Exercise directions:
Reproduce the rows verbatim from the beginning of the rows through the line containing "[[0, 0, 546, 94]]", including that line, and omit the picture.
+ + +
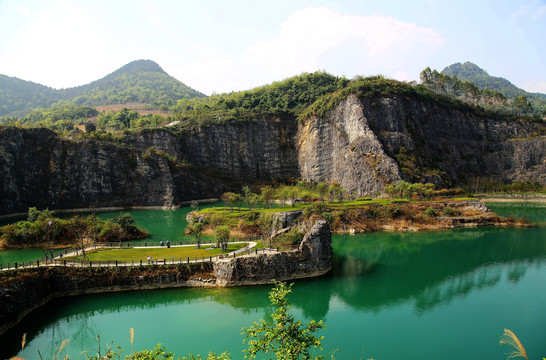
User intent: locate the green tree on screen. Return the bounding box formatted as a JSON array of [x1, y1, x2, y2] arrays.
[[514, 95, 533, 114], [317, 183, 328, 202], [214, 225, 229, 251], [186, 221, 203, 249], [259, 213, 273, 248], [261, 186, 273, 209], [242, 282, 325, 360], [243, 185, 252, 211]]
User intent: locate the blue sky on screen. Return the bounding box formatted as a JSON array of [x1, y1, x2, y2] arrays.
[[0, 0, 546, 94]]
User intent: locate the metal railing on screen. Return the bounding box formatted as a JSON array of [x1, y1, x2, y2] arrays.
[[0, 248, 280, 271]]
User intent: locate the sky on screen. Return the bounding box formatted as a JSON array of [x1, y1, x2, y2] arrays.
[[0, 0, 546, 95]]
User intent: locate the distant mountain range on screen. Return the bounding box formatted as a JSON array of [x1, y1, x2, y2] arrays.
[[0, 60, 205, 116], [0, 60, 546, 117], [442, 61, 546, 100]]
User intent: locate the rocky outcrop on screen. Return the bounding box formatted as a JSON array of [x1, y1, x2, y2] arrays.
[[214, 220, 332, 286], [0, 95, 546, 215], [0, 220, 332, 335], [298, 95, 546, 195], [297, 96, 401, 195]]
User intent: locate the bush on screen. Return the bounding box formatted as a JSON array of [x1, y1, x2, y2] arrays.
[[443, 206, 461, 216], [425, 206, 438, 217]]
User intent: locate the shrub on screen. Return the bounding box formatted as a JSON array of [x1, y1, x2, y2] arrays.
[[443, 206, 461, 216], [425, 206, 438, 217]]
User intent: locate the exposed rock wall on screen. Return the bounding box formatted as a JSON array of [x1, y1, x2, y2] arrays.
[[297, 95, 546, 195], [297, 96, 401, 195], [0, 95, 546, 215], [214, 220, 332, 286], [134, 117, 299, 180]]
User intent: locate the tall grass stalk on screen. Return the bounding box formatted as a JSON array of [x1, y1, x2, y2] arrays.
[[499, 329, 529, 359]]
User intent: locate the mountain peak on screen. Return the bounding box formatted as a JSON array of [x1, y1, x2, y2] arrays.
[[442, 61, 489, 78], [112, 60, 166, 75]]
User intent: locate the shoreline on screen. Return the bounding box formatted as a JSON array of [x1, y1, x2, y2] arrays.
[[479, 197, 546, 204], [0, 198, 219, 220]]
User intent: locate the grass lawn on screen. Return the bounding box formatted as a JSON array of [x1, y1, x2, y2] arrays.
[[63, 243, 248, 261]]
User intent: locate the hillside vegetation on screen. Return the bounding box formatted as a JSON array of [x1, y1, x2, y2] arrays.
[[0, 60, 204, 116], [3, 60, 546, 135], [442, 61, 546, 112]]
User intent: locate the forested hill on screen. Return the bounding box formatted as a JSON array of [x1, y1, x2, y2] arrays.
[[0, 74, 61, 116], [442, 61, 546, 99], [62, 60, 205, 108], [0, 60, 204, 116]]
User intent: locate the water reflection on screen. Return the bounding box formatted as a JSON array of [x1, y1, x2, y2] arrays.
[[0, 224, 546, 358], [331, 228, 546, 313]]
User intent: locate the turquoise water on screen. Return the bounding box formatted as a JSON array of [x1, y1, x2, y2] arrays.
[[0, 203, 223, 263], [0, 204, 546, 359]]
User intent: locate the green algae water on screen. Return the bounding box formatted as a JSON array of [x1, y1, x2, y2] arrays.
[[0, 204, 546, 360]]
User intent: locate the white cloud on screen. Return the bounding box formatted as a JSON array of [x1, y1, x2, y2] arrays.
[[0, 0, 445, 94], [0, 0, 138, 88], [173, 7, 445, 93], [17, 5, 32, 16]]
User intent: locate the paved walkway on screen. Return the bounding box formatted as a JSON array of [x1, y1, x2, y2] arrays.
[[2, 241, 275, 271]]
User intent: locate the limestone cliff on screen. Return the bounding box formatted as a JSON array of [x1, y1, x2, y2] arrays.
[[297, 95, 546, 195], [0, 94, 546, 214]]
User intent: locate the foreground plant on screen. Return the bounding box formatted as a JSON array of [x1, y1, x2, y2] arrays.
[[499, 329, 528, 359], [242, 282, 325, 360]]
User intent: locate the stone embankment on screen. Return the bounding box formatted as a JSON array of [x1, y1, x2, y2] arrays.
[[0, 221, 332, 335]]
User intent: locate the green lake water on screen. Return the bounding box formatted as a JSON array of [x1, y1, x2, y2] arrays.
[[0, 204, 546, 360]]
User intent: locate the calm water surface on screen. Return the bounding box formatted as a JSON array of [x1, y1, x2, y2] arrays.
[[0, 204, 546, 360]]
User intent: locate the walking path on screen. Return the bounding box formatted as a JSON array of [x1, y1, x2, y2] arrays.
[[0, 241, 264, 271]]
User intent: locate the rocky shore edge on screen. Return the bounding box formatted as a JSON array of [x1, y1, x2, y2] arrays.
[[0, 220, 332, 335]]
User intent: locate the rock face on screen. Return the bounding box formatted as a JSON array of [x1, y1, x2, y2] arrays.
[[0, 95, 546, 215], [298, 95, 546, 195], [214, 220, 332, 286], [297, 96, 401, 195]]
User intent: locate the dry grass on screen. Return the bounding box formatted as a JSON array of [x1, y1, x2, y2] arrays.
[[499, 329, 528, 359]]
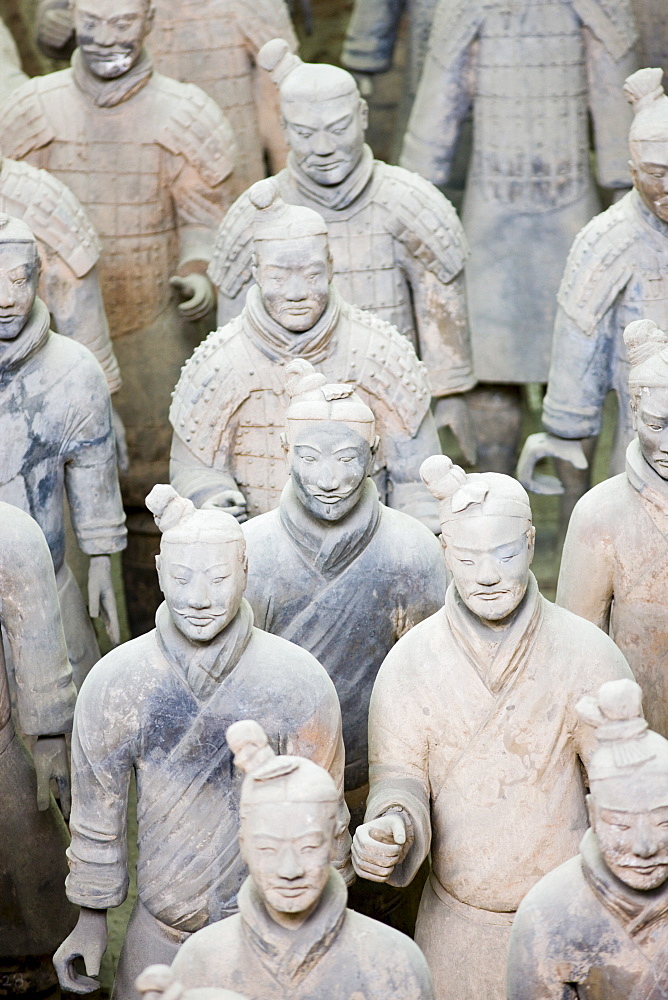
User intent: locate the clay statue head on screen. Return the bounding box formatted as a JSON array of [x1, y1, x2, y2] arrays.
[[281, 358, 379, 521], [258, 38, 369, 187], [227, 720, 343, 928], [624, 319, 668, 479], [624, 68, 668, 222], [0, 213, 41, 341], [146, 485, 247, 643], [249, 178, 332, 333], [577, 680, 668, 892], [72, 0, 155, 80], [420, 455, 536, 623]]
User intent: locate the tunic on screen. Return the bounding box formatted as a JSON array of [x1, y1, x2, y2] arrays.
[[244, 479, 446, 791], [507, 830, 668, 1000], [172, 871, 434, 1000], [401, 0, 637, 383], [557, 439, 668, 736], [209, 146, 474, 396], [366, 575, 631, 1000]]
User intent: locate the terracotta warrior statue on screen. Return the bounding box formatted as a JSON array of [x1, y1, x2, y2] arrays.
[[54, 486, 349, 1000], [506, 681, 668, 1000], [557, 320, 668, 736], [170, 185, 440, 531], [0, 0, 235, 632], [37, 0, 297, 194], [518, 69, 668, 493], [0, 502, 76, 997], [209, 38, 475, 457], [353, 455, 631, 1000], [0, 214, 126, 687], [400, 0, 637, 473], [172, 720, 433, 1000]]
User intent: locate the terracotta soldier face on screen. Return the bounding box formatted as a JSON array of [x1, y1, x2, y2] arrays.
[[74, 0, 153, 80], [0, 243, 39, 340], [253, 236, 332, 333], [442, 515, 535, 622], [156, 538, 246, 642]]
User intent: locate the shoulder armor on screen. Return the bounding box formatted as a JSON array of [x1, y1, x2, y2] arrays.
[[573, 0, 638, 60], [169, 317, 253, 465], [0, 159, 101, 278], [376, 164, 469, 282], [343, 305, 431, 437], [155, 73, 237, 187], [207, 192, 257, 299], [557, 195, 636, 336]]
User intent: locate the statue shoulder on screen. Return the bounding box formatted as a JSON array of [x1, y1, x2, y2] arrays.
[[154, 73, 236, 186], [0, 158, 101, 278], [376, 164, 469, 282]]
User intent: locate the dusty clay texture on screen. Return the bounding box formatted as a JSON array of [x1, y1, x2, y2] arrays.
[[54, 486, 349, 1000], [557, 320, 668, 735], [209, 39, 474, 450], [519, 69, 668, 492], [0, 0, 235, 632], [37, 0, 297, 194], [172, 721, 433, 1000], [0, 214, 126, 686], [0, 502, 76, 996], [170, 179, 439, 530], [353, 456, 631, 1000], [507, 681, 668, 1000]]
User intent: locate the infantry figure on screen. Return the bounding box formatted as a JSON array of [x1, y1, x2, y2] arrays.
[[172, 720, 433, 1000], [353, 456, 631, 1000], [37, 0, 297, 194], [557, 320, 668, 735], [518, 69, 668, 493], [0, 0, 239, 632], [170, 185, 439, 530], [400, 0, 636, 473], [54, 486, 349, 1000], [0, 503, 76, 996], [507, 681, 668, 1000], [0, 214, 126, 687], [209, 39, 475, 452]]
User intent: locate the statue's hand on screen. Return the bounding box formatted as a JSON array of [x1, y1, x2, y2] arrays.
[[88, 556, 121, 646], [33, 736, 71, 819], [169, 273, 216, 320], [352, 813, 406, 882], [202, 490, 248, 524], [517, 433, 589, 496], [53, 906, 107, 993]]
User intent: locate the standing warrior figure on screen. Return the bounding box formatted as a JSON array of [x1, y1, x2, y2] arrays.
[[37, 0, 297, 194], [172, 720, 433, 1000], [557, 320, 668, 736], [54, 486, 349, 1000], [170, 184, 439, 531], [401, 0, 636, 473], [1, 0, 235, 631], [0, 214, 126, 687], [507, 681, 668, 1000], [353, 455, 631, 1000], [0, 503, 76, 996], [209, 44, 475, 451]]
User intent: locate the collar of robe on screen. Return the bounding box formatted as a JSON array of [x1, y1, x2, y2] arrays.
[[239, 868, 348, 986], [445, 573, 543, 694], [279, 479, 382, 576], [580, 830, 668, 937], [0, 299, 51, 372], [244, 285, 341, 365], [288, 143, 374, 212], [155, 598, 253, 700], [72, 49, 153, 108]]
+ + +
Solution to the exercise:
User intent: locate the green tree on screen. Return the bounding box formatted as a JSON array of [x1, y1, x2, y2] arrays.
[[514, 95, 533, 114], [317, 183, 328, 202], [214, 225, 229, 251], [186, 221, 203, 249], [259, 213, 273, 248], [261, 186, 273, 209], [242, 282, 325, 360], [243, 185, 252, 211]]
User intent: locate the blue sky on screen. Return the bounding box formatted as a JSON array of [x1, y1, x2, y2] arrays.
[[0, 0, 546, 94]]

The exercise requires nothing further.